→ **PAGE TEXT**:
=======
3. Better teamwork and management skills
Ever taken a personality test? What you’ll find is that people in similar jobs have similar personalities. What that means is that salespeople never have to deal with someone other than people exactly like them.
That’s good in a lot of respects, yet it can also hinder the overall development of a team leader or manager. If and when you get to the top, you’ll have to talk to lots of different people.
Working within a cross-functional team will give you exposure to an array of personalities and help you develop better interpersonal skills.
4. Better team communication
There are lots of ways to improve your team communication. Working in a cross-functional team helps you to define roles, communicate tasks clearly and work through strengths and weaknesses that you may not know you had.
5. Work quickly
The idea for a cross-functional team is to have all the necessary people, representing different skill sets in one place. Because of that fact, team members can look across the table or leave a quick comment in their project management tool and get feedback quickly.
=======
→ **WHAT YOU SHOULD DO**: Reproduce the passage on cross-functional teams word for word, from "3. Better teamwork" up to and including "know you had.". The lines that come next aren't needed for anything here.
=======
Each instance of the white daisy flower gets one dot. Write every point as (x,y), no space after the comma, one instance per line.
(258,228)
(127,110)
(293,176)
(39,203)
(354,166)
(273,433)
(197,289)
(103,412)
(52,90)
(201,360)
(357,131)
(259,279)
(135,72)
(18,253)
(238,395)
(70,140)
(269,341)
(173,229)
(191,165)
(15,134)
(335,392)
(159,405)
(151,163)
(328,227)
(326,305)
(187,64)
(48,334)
=======
→ **RESPONSE TO THE EXERCISE**:
3. Better teamwork and management skills
Ever taken a personality test? What you’ll find is that people in similar jobs have similar personalities. What that means is that salespeople never have to deal with someone other than people exactly like them.
That’s good in a lot of respects, yet it can also hinder the overall development of a team leader or manager. If and when you get to the top, you’ll have to talk to lots of different people.
Working within a cross-functional team will give you exposure to an array of personalities and help you develop better interpersonal skills.
4. Better team communication
There are lots of ways to improve your team communication. Working in a cross-functional team helps you to define roles, communicate tasks clearly and work through strengths and weaknesses that you may not know you had.